The Mystique of CodeGen

For a few years now, there seems to be a lot of buzz about “CodeGen” as if it were some magical technology that is going to completely transform the software creation process. The boring lines of code that monkeys could probably write will now be magically created for us thanks to the quantum advances in technology.

The truth is, CodeGen is not only just a grossly overused term, it is also a commonly misrepresented one. So let’s take a minute and look at what the term really means:

  • Code: text that is compiled into machine instructions
  • Gen: “Generated” by something other than human fingers

OK, so that all still sounds pretty good, right? But what is it that drives the Gen part? I’ve been around computers for about 25 years, and the one thing that has remained the same is that they will do exactly what we tell them. Nothing more, nothing less. So we must be telling them how to generate this time-saving code, right?

This is where I think it is important to make a distinction between different types of CodeGen.

  • Object Relational Mapping (ORM)

= What is required =
Pick up the essay on CodeGen after its last line and keep writing it. The material that follows comes from a separate source.

= Given information =

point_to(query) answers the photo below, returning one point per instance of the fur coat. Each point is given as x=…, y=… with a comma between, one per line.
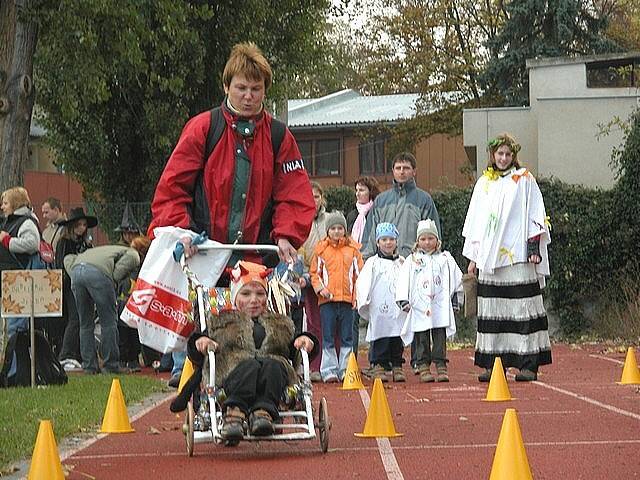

= Output for this exercise =
  • Meta Data / Configuration
  • Environmental

Given the ambiguous nature of these terms, I feel it is justified to take a paragraph or two and describe why I see the CodeGen world split into these three categories

Object Relational Mapping (ORM)

ORM Diagram

ORM has gained quite a bit of notariaty due to the dramatic productivity increases that it can create. This technology is essentially taking your database object (tables, procedures, etc.) and mapping them into classes in code. There are even sub-categories of ORM depending on whether you have an existing database or plan to generate your database. However, for the purpose of this discussion, we’ll classify anything that directly maps code objects to relational database entities as ORM.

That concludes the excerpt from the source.